## Listing

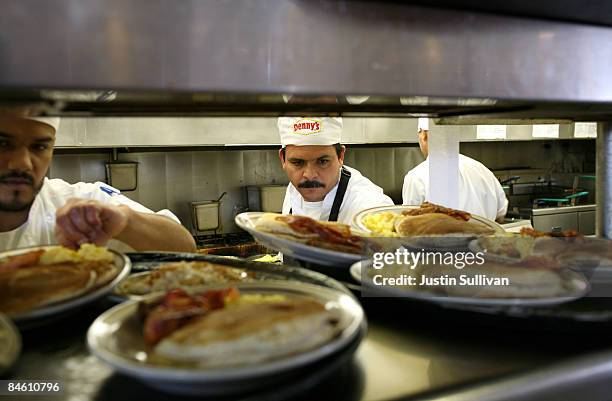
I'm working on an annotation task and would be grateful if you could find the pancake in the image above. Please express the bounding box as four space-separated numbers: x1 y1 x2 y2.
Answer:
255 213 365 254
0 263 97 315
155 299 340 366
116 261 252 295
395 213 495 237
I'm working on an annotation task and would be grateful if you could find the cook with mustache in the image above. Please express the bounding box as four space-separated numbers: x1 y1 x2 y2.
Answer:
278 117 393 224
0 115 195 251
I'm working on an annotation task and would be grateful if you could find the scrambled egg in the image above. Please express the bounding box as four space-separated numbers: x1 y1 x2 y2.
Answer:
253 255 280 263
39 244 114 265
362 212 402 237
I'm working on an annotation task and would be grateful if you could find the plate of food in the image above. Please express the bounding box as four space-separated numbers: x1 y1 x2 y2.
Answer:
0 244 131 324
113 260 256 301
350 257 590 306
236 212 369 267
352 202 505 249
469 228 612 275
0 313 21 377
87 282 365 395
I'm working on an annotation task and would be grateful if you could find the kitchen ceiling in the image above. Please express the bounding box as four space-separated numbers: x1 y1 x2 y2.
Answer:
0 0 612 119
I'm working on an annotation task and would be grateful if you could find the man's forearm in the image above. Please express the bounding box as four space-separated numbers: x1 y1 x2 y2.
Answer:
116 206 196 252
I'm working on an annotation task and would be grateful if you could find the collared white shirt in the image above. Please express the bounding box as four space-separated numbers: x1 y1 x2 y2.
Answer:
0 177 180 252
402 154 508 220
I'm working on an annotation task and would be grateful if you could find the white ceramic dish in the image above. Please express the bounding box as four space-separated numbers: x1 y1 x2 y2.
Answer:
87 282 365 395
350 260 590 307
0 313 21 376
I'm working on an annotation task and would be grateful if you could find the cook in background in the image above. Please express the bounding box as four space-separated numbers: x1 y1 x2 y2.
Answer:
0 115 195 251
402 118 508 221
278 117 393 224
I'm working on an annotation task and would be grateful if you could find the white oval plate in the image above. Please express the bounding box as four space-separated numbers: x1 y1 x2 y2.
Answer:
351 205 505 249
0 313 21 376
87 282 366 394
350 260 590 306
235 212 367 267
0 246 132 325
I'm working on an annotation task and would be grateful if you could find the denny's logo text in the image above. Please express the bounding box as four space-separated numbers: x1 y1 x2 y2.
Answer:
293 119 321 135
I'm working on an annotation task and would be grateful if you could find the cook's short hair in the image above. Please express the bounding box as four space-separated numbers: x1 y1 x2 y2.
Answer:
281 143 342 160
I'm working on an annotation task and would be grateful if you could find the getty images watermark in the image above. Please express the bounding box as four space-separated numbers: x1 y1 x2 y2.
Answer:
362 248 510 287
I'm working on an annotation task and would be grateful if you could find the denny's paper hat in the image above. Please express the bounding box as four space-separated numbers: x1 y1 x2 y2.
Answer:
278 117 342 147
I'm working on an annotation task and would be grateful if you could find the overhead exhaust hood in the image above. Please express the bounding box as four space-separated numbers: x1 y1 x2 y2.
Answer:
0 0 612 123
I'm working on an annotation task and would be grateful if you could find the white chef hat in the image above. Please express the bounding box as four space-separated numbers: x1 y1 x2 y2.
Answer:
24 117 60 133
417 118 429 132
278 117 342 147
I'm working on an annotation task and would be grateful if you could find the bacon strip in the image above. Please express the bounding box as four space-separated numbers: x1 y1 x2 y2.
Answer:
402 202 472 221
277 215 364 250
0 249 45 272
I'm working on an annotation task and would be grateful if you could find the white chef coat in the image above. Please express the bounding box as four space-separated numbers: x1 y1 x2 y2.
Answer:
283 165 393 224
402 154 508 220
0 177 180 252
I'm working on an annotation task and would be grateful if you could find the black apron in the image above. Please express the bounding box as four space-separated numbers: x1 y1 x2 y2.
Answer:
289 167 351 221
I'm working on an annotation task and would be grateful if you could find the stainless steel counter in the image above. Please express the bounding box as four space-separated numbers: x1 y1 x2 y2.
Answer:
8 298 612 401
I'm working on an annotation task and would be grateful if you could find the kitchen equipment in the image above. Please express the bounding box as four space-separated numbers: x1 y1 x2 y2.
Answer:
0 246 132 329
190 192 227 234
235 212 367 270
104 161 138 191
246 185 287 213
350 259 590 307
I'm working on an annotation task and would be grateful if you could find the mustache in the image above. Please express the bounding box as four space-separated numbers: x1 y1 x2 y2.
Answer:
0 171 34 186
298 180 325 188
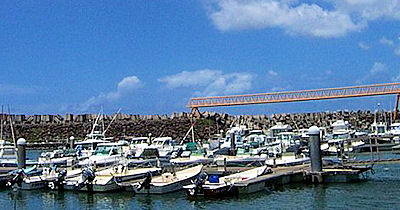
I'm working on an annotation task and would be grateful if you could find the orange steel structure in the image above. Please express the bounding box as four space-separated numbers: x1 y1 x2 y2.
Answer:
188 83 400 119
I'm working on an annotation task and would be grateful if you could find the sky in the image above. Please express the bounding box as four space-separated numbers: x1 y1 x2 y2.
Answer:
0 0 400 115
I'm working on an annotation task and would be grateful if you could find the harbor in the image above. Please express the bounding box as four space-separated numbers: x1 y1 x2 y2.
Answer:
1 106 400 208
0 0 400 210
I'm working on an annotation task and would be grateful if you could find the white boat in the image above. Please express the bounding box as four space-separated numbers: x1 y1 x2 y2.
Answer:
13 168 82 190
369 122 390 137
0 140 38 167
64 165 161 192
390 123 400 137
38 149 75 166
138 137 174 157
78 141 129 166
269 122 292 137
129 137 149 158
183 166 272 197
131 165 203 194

## Prompt
Write out the data again, starting with the line that contains "find the sky" and going on through the line that contains "0 0 400 210", requests included. Shift every bounding box coordinate in the answers up by 39.

## Result
I'm working on an annotation task and would be grateful if you could find the sky in the image above. Please express the bounding box as four space-separated numbers: x1 y1 x2 y2.
Answer:
39 39 439 154
I'm working on an annotation task and would be grateful if you could find the harbor in the image above. Please express the bounding box as four space-separated numbers: x1 y1 x2 y2.
Answer:
40 145 439 247
39 39 439 249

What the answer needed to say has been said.